Pull out each line of the data below that contains the string "item", copied in full. Matching is case-sensitive.

**** Given records ****

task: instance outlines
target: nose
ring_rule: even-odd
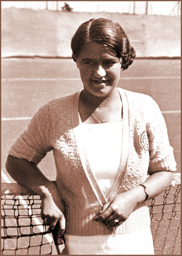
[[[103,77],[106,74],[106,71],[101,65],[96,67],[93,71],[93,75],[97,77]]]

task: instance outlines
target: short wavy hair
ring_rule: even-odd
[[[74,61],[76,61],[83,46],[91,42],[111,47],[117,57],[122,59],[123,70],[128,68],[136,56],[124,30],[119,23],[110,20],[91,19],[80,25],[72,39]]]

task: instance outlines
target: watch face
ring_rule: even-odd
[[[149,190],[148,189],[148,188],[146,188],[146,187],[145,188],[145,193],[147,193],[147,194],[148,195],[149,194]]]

****
**** Given records ****

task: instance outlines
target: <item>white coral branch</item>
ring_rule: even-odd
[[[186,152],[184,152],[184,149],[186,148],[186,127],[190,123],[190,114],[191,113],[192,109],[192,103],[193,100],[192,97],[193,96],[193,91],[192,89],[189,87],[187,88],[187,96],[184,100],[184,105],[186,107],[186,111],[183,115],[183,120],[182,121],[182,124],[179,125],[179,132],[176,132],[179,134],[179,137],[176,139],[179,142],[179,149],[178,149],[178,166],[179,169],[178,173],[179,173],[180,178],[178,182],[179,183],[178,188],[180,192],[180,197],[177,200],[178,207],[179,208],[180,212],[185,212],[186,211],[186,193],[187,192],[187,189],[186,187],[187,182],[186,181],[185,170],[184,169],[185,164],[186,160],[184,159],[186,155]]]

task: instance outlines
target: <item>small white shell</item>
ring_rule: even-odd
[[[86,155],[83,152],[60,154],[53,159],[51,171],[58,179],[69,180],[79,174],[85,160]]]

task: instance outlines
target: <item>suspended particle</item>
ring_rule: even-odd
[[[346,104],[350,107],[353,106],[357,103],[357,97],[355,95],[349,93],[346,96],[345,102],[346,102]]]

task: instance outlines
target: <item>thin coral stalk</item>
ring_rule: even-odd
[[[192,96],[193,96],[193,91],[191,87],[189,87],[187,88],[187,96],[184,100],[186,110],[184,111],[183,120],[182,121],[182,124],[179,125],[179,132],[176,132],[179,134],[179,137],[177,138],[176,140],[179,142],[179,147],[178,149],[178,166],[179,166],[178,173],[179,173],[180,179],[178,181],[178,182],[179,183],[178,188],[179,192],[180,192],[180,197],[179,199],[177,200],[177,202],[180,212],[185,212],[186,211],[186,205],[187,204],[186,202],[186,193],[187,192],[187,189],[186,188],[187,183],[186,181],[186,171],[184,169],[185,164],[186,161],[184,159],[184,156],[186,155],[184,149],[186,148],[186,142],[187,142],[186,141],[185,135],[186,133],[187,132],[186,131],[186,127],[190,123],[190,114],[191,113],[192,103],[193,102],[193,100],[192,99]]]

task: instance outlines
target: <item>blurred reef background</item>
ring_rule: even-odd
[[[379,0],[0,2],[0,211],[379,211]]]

****

## Solution below
target: <item>white coral branch</item>
target: <item>small white shell</item>
target: <item>suspended particle</item>
target: <item>thin coral stalk</item>
target: <item>blurred reef background</item>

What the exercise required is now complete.